Data for review:

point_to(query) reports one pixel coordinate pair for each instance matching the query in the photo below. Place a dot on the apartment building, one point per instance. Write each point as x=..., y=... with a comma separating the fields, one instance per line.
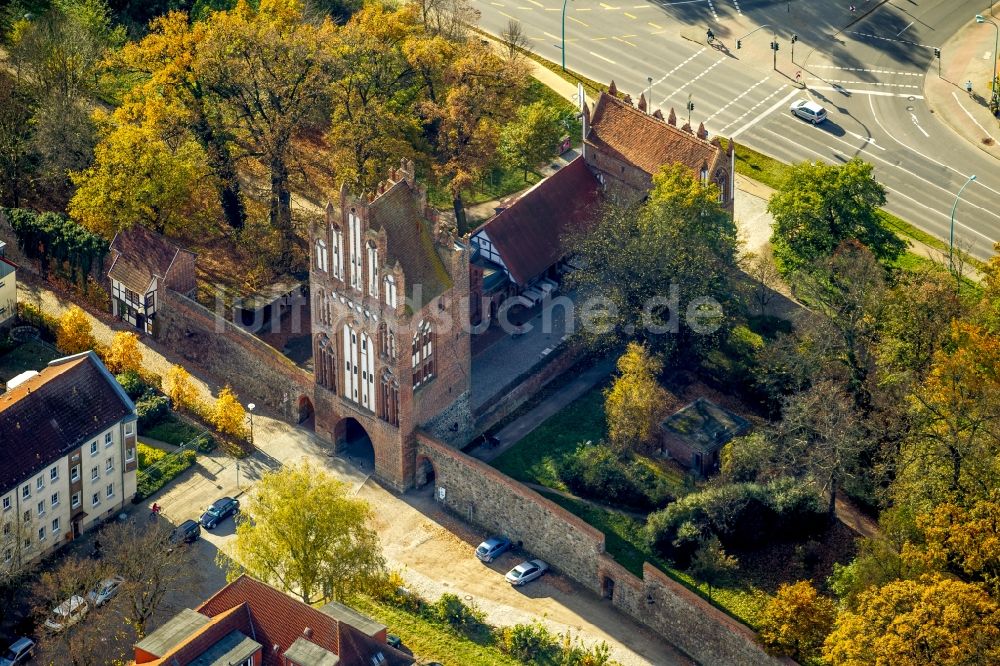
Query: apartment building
x=67, y=456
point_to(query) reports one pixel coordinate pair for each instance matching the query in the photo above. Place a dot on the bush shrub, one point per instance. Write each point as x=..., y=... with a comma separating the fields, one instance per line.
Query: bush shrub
x=151, y=410
x=157, y=467
x=741, y=515
x=598, y=472
x=133, y=384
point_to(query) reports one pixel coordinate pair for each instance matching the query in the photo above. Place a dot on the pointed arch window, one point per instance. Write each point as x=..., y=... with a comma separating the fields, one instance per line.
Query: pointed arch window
x=422, y=353
x=372, y=270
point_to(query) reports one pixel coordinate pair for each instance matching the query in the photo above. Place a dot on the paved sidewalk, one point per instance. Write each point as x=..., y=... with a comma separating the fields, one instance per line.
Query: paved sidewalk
x=967, y=56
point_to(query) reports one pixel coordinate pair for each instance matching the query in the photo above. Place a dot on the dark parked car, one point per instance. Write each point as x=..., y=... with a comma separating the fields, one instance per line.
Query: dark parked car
x=186, y=532
x=219, y=511
x=492, y=548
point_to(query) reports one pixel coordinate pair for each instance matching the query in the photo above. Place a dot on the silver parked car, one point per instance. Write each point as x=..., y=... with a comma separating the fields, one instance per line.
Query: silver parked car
x=808, y=110
x=525, y=572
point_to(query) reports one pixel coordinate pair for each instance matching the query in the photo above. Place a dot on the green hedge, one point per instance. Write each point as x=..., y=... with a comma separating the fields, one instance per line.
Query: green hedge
x=157, y=468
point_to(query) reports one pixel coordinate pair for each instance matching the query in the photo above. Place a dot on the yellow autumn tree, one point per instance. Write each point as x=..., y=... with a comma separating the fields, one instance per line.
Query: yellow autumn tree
x=73, y=332
x=228, y=415
x=635, y=403
x=933, y=620
x=796, y=621
x=179, y=388
x=124, y=353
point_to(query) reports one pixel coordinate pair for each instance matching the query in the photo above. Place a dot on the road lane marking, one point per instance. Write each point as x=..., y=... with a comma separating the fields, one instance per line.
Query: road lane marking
x=740, y=96
x=874, y=93
x=865, y=69
x=703, y=73
x=971, y=117
x=597, y=55
x=888, y=39
x=865, y=83
x=664, y=77
x=764, y=114
x=867, y=139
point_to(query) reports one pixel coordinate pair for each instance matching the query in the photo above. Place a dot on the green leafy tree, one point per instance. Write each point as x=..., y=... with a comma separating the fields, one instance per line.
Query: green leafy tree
x=307, y=535
x=530, y=137
x=663, y=273
x=820, y=206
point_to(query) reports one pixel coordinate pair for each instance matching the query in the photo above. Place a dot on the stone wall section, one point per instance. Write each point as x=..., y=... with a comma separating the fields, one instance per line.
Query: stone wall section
x=257, y=371
x=483, y=496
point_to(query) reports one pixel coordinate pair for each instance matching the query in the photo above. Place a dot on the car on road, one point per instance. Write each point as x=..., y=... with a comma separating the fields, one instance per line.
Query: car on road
x=492, y=548
x=219, y=511
x=20, y=651
x=808, y=110
x=186, y=532
x=106, y=591
x=67, y=614
x=525, y=572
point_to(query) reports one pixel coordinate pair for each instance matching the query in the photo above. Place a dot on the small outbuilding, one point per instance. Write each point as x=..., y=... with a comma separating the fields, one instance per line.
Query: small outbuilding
x=695, y=434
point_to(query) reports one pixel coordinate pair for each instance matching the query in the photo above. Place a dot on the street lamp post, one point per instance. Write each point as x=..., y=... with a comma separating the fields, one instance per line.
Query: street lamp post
x=951, y=238
x=996, y=42
x=250, y=408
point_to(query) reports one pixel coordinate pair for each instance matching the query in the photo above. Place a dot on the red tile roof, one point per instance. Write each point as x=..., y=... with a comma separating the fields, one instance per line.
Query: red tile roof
x=530, y=233
x=140, y=254
x=619, y=129
x=42, y=419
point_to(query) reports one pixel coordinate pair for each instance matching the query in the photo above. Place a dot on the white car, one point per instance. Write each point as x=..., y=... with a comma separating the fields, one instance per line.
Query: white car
x=525, y=572
x=105, y=591
x=67, y=613
x=808, y=110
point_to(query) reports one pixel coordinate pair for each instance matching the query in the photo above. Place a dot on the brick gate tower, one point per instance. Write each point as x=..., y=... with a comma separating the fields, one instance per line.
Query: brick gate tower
x=390, y=287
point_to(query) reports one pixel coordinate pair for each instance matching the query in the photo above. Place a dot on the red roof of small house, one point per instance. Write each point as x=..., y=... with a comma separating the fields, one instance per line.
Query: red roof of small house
x=635, y=137
x=530, y=233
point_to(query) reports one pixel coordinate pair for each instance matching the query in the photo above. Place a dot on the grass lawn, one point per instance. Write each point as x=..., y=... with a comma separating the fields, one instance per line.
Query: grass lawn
x=431, y=641
x=624, y=542
x=534, y=458
x=33, y=355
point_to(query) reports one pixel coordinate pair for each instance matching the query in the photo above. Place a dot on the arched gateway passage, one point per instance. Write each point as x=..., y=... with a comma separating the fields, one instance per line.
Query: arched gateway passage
x=354, y=444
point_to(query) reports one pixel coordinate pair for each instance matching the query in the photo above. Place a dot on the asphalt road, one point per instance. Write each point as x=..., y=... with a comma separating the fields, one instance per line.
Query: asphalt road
x=867, y=68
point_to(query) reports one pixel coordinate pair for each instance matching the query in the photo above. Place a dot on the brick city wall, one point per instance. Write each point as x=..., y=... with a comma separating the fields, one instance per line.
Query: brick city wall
x=483, y=496
x=257, y=371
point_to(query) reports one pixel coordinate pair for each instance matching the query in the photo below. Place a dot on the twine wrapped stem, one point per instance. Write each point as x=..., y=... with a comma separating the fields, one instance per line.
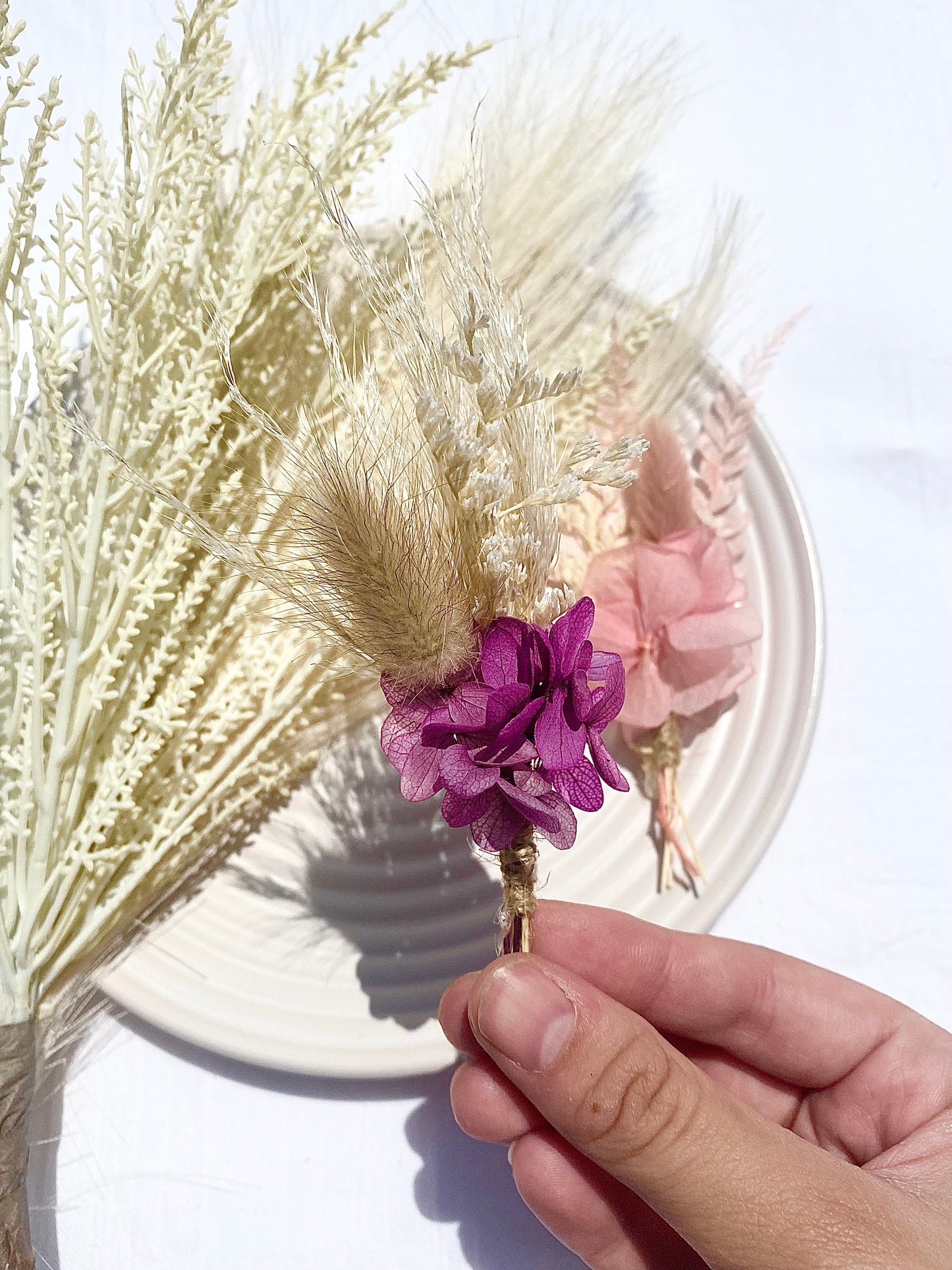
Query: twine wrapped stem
x=660, y=759
x=518, y=867
x=18, y=1064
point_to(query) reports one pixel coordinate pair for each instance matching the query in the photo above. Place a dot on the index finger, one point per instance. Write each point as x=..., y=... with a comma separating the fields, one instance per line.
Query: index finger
x=798, y=1023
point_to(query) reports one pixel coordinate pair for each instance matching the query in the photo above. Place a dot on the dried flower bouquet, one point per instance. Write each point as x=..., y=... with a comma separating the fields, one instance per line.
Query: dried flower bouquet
x=426, y=447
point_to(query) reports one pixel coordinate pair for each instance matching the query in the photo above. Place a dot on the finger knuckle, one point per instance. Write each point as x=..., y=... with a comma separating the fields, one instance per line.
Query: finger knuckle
x=636, y=1103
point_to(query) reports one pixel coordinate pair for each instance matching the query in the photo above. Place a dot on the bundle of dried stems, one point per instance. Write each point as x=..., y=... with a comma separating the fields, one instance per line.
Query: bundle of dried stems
x=400, y=490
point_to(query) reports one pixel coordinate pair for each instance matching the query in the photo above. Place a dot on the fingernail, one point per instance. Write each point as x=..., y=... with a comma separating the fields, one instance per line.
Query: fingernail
x=524, y=1015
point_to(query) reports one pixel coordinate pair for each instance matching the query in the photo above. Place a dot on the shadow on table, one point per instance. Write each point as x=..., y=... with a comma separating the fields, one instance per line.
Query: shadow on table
x=459, y=1182
x=390, y=877
x=471, y=1184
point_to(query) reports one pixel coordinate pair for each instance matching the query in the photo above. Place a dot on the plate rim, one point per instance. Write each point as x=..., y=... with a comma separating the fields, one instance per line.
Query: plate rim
x=112, y=982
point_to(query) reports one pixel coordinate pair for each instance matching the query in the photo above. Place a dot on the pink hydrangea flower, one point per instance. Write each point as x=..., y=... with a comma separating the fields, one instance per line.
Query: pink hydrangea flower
x=678, y=618
x=508, y=742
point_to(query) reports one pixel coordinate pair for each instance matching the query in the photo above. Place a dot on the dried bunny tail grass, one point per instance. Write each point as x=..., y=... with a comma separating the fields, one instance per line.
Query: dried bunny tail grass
x=385, y=575
x=675, y=352
x=483, y=412
x=564, y=142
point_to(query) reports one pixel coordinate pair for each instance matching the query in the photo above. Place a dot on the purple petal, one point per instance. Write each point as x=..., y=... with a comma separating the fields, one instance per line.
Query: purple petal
x=605, y=764
x=400, y=733
x=420, y=778
x=535, y=808
x=519, y=724
x=517, y=753
x=459, y=811
x=582, y=696
x=607, y=667
x=568, y=634
x=580, y=786
x=534, y=782
x=499, y=660
x=400, y=694
x=560, y=745
x=497, y=827
x=468, y=705
x=507, y=701
x=437, y=727
x=461, y=775
x=479, y=707
x=564, y=836
x=536, y=667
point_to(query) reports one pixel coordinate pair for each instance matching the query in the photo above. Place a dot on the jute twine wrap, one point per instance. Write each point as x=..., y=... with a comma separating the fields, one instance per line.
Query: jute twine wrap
x=664, y=749
x=518, y=867
x=18, y=1064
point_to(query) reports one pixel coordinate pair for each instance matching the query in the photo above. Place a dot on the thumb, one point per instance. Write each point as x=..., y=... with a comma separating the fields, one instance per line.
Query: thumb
x=742, y=1192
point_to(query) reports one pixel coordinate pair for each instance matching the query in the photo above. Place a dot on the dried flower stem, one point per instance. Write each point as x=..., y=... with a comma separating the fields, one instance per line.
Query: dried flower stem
x=660, y=760
x=518, y=868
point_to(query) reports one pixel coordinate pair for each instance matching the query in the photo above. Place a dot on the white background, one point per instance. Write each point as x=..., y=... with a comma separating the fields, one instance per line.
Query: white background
x=834, y=120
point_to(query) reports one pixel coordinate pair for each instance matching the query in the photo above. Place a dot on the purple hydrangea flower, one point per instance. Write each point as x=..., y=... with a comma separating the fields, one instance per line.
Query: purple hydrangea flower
x=508, y=742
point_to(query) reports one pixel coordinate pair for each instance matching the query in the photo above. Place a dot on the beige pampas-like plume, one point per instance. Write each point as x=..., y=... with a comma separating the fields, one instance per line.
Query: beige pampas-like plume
x=422, y=504
x=152, y=714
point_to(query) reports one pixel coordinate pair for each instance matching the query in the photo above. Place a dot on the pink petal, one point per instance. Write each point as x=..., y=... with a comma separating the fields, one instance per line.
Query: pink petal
x=461, y=775
x=719, y=629
x=682, y=671
x=667, y=583
x=531, y=782
x=568, y=634
x=580, y=786
x=693, y=699
x=648, y=699
x=719, y=582
x=605, y=765
x=611, y=583
x=437, y=727
x=560, y=745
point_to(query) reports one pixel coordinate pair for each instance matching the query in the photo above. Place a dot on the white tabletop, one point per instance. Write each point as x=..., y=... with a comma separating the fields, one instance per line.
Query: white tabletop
x=835, y=122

What the exercise asks:
Out of the data above, give again only the lines starting at the one holding "Query: silver parked car" and ending at the one holding "green hedge, one", unchanged.

Output:
Query: silver parked car
x=808, y=110
x=525, y=572
point_to(query) reports one pixel coordinate pair for each instance matching the query in the photo above. Place a dot on the green hedge, one point per instance. Write each point as x=..., y=... with a comma separating the fields, one instance per line.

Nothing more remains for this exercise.